• **DATA UNDER STUDY**:
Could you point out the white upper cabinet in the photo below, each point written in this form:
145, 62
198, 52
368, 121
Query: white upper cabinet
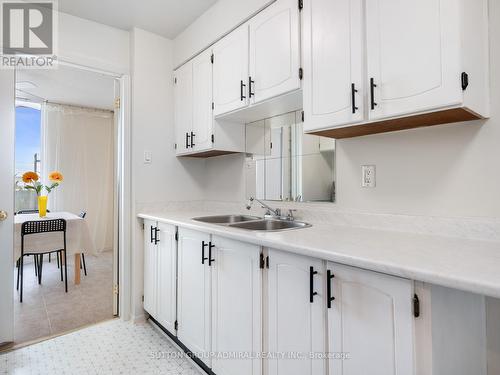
333, 62
236, 306
296, 314
183, 106
370, 318
413, 56
274, 51
230, 71
202, 102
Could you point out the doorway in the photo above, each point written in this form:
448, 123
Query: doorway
69, 120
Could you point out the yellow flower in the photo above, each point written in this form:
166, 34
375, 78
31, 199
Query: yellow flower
30, 177
55, 176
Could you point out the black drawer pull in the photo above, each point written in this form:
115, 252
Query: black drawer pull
353, 98
242, 85
312, 293
372, 93
203, 258
330, 298
210, 247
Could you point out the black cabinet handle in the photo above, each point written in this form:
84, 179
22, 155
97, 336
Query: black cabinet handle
203, 258
156, 235
330, 298
210, 247
192, 140
242, 85
353, 98
372, 93
250, 93
312, 293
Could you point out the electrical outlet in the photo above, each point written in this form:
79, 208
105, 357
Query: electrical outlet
368, 176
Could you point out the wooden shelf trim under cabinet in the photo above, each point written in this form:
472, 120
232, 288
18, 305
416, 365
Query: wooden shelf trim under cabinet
208, 154
422, 120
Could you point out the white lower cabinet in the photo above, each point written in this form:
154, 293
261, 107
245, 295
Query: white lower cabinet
236, 308
296, 324
160, 272
370, 320
194, 293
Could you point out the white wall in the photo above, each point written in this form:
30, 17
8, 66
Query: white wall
223, 16
92, 44
167, 178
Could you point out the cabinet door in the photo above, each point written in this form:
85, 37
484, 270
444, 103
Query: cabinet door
231, 71
274, 50
413, 55
236, 306
202, 102
150, 268
194, 292
167, 273
333, 63
371, 320
183, 110
295, 324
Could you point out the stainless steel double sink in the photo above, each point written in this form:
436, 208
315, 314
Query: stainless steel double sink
253, 222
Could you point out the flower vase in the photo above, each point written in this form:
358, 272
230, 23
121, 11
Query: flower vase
42, 205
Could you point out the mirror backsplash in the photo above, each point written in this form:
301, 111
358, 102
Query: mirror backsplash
284, 164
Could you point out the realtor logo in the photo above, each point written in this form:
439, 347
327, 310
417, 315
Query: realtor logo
27, 28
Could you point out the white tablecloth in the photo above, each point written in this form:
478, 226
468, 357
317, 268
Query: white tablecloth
78, 238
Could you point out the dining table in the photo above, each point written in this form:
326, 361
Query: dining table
78, 238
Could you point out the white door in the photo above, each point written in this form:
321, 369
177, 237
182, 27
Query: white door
201, 136
167, 276
413, 56
230, 78
295, 324
6, 205
150, 268
236, 306
274, 51
333, 63
194, 315
371, 320
183, 107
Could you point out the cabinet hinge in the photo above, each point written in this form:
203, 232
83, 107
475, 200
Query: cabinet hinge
416, 306
465, 81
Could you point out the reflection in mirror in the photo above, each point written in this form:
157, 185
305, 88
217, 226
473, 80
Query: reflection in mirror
284, 164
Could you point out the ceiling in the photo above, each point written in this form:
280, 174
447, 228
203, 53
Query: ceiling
66, 85
164, 17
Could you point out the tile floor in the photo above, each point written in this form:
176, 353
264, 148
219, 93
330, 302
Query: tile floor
47, 310
112, 347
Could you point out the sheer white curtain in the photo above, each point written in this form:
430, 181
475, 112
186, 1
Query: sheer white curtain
79, 142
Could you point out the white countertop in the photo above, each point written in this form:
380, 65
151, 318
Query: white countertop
470, 265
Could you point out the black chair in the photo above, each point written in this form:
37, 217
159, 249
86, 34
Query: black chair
35, 227
82, 215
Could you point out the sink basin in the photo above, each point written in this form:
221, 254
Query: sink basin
226, 219
271, 225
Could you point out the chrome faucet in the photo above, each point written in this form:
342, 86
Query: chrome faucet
273, 212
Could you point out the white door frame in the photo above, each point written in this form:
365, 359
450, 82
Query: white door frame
7, 119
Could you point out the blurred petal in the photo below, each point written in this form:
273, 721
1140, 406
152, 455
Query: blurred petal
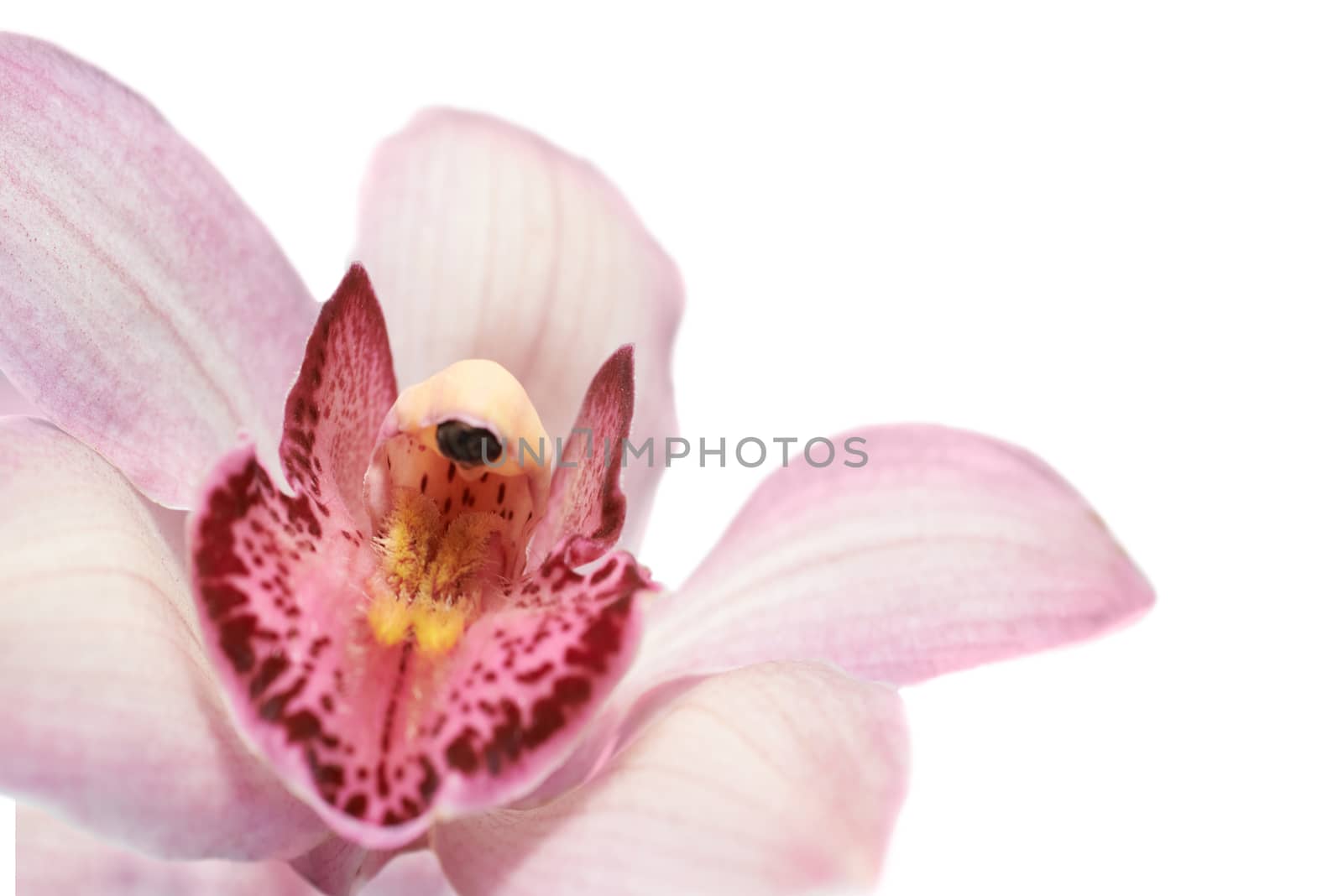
145, 309
487, 242
778, 779
383, 739
112, 716
586, 497
942, 551
414, 873
11, 403
378, 737
57, 860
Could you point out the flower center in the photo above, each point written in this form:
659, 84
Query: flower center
454, 490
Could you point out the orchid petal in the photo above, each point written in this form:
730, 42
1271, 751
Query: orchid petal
487, 242
778, 779
13, 403
337, 867
113, 226
382, 739
112, 718
55, 860
586, 497
378, 737
943, 551
339, 400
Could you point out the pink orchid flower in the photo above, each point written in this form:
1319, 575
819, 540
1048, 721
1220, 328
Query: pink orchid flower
394, 649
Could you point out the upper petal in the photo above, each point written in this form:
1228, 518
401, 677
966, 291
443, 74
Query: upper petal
487, 242
942, 551
147, 310
112, 716
778, 779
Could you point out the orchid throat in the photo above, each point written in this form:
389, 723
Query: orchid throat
452, 506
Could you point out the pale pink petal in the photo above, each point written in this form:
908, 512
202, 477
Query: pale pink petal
145, 309
11, 403
414, 873
112, 718
487, 242
586, 497
57, 860
942, 551
778, 779
380, 738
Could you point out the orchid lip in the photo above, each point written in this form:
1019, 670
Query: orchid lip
384, 635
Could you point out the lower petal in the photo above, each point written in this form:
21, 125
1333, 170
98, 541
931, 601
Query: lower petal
778, 779
942, 551
112, 716
383, 738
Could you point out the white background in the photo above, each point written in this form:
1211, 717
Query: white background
1107, 231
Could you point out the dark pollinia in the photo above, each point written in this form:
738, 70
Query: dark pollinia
467, 445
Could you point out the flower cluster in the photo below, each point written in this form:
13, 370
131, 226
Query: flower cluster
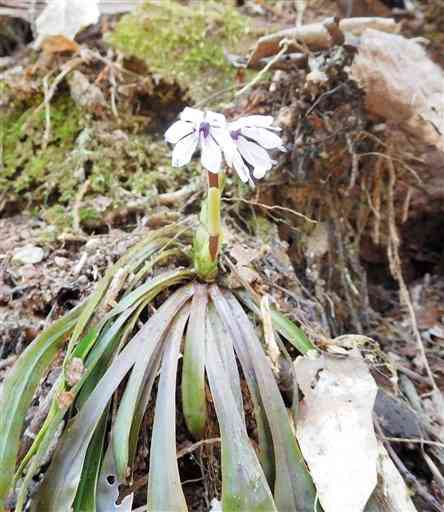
244, 143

• **ASSIGNED TASK**: Counting only lines that hold the word "below", say how many there are in the listing above and add nothing.

• **SOLUTION FOR THIS TASK**: 3